━━━ Trecho do documento
Esses pontos de vista me interessam em relação ao debate que está progressivamente começando na República Federal da Alemanha sobre a lógica e a possibilidade de negociações de paz. Aqui entre nós, ainda no início do conflito na Ucrânia, duas formas diferentes de perceber e avaliar a guerra encontraram expressão na disputa entre duas formulações linguísticas vagas, mas discordantes: o objetivo do nosso fornecimento de armas é que a Ucrânia “não perca a guerra” ou, em vez disso, a “vitória” sobre a Rússia?
Essa diferença conceitualmente ambígua tem muito pouco a ver com uma tomada de posição pró ou contra o pacifismo. O movimento pacifista nascido no fim do século XIX politizou a dimensão violenta das guerras, mas o verdadeiro ponto não é a superação gradual das guerras como meio de resolução dos conflitos internacionais, mas sim a recusa total de pegar em armas.
Portanto, o pacifismo não desempenha nenhum papel nesses dois pontos de vista, que diferem de acordo com o peso atribuído às vítimas da guerra. Isso é importante, porque a sutil diferença retórica entre as expressões “não perder” e “vencer” a guerra não divide mais os pacifistas e os não pacifistas. Na realidade, hoje ela também caracteriza contrastes dentro daquela facção política que considera a aliança ocidental não apenas legitimada, mas também politicamente obrigada a apoiar a Ucrânia com o fornecimento de armas, apoio logístico e serviços civis em sua corajosa luta contra o ataque à existência e à independência de um Estado soberano, conduzido em violação do direito internacional e de forma decididamente criminosa.
Esse posicionamento está ligado à solidariedade com o triste destino de um povo que, após muitos séculos de dominação estrangeira polonesa, russa e também austríaca, conquistou a independência apenas com o colapso da União Soviética. Entre as nações europeias tardias, a Ucrânia é a última a chegar. Continua sendo uma nação em formação.
Mas, mesmo no vasto campo dos apoiadores declarados da Ucrânia neste momento, os ânimos estão divididos em relação ao timing certo das negociações de paz. Uma parte se identifica com o pedido do governo ucraniano de um apoio militar cada vez maior para derrotar a Rússia e retomar a integridade territorial do país, incluindo a Crimeia. A outra parte pretende pressionar para tentar chegar a um cessar-fogo e a negociações que pelo menos evitem uma possível derrota, retomando o status quo anterior a 23 de fevereiro de 2022. Nesses prós e contras, refletem-se experiências históricas.
Não é por acaso que esse conflito que está se consumando lentamente impõe agora a necessidade de clareza. Há meses, o front está congelado. Um artigo do Frankfurter Allgemeine Zeitung intitulado “A guerra de desgaste favorece a Rússia” relata a guerra de posição com enormes perdas em ambos os lados em torno de Bakhmut, no norte do Donbass, e cita a declaração chocante de um alto funcionário da Otan: “Lá, parece Verdun”.
━━━━━━
━━━ Informações extraídas
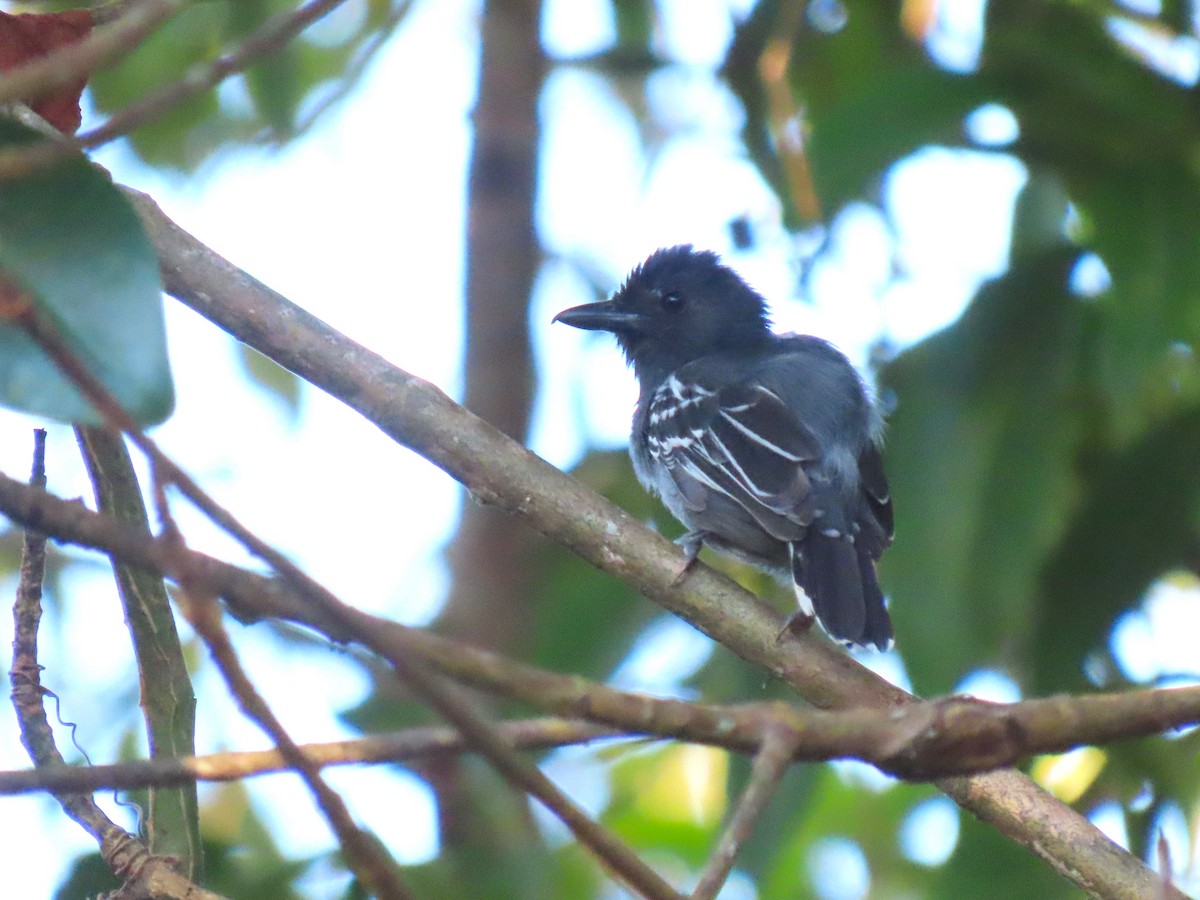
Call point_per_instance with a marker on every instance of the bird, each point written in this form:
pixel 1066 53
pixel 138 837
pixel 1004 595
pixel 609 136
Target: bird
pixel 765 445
━━━━━━
━━━ Informações extraídas
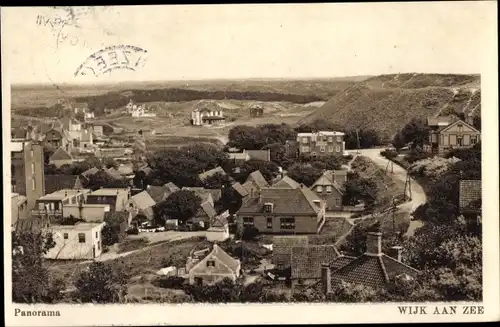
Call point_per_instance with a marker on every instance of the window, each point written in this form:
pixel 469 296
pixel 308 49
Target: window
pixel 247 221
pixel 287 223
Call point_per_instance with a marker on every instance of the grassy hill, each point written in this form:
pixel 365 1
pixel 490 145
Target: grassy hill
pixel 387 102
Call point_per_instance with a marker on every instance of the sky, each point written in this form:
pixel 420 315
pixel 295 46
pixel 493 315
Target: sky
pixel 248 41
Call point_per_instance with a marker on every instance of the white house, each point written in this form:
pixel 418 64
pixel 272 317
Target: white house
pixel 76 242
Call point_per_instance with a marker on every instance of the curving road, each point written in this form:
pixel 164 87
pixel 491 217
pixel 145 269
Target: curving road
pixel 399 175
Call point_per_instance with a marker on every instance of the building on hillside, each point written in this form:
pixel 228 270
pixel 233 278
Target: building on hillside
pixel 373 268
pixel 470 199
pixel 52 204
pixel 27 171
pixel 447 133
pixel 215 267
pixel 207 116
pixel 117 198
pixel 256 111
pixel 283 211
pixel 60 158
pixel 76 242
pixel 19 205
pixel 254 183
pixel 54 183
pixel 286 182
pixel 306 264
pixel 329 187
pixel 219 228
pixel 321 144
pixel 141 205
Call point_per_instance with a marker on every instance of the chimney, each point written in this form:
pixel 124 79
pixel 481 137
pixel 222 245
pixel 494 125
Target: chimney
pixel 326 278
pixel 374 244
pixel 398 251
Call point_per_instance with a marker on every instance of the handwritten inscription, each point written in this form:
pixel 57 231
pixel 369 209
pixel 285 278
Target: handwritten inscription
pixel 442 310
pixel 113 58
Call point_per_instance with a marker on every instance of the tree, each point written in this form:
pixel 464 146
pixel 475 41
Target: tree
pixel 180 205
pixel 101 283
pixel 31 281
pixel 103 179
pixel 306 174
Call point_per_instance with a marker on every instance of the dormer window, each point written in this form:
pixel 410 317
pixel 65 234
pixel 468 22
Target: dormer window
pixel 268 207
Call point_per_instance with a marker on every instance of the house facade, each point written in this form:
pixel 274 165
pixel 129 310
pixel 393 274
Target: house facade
━━━━━━
Transcreva, sem nenhuma alteração, a parte do texto sobre a guerra na Ucrânia que vai de "Esses pontos de" até "pegar em armas.".

Exercício resolvido:
Esses pontos de vista me interessam em relação ao debate que está progressivamente começando na República Federal da Alemanha sobre a lógica e a possibilidade de negociações de paz. Aqui entre nós, ainda no início do conflito na Ucrânia, duas formas diferentes de perceber e avaliar a guerra encontraram expressão na disputa entre duas formulações linguísticas vagas, mas discordantes: o objetivo do nosso fornecimento de armas é que a Ucrânia “não perca a guerra” ou, em vez disso, a “vitória” sobre a Rússia?
Essa diferença conceitualmente ambígua tem muito pouco a ver com uma tomada de posição pró ou contra o pacifismo. O movimento pacifista nascido no fim do século XIX politizou a dimensão violenta das guerras, mas o verdadeiro ponto não é a superação gradual das guerras como meio de resolução dos conflitos internacionais, mas sim a recusa total de pegar em armas.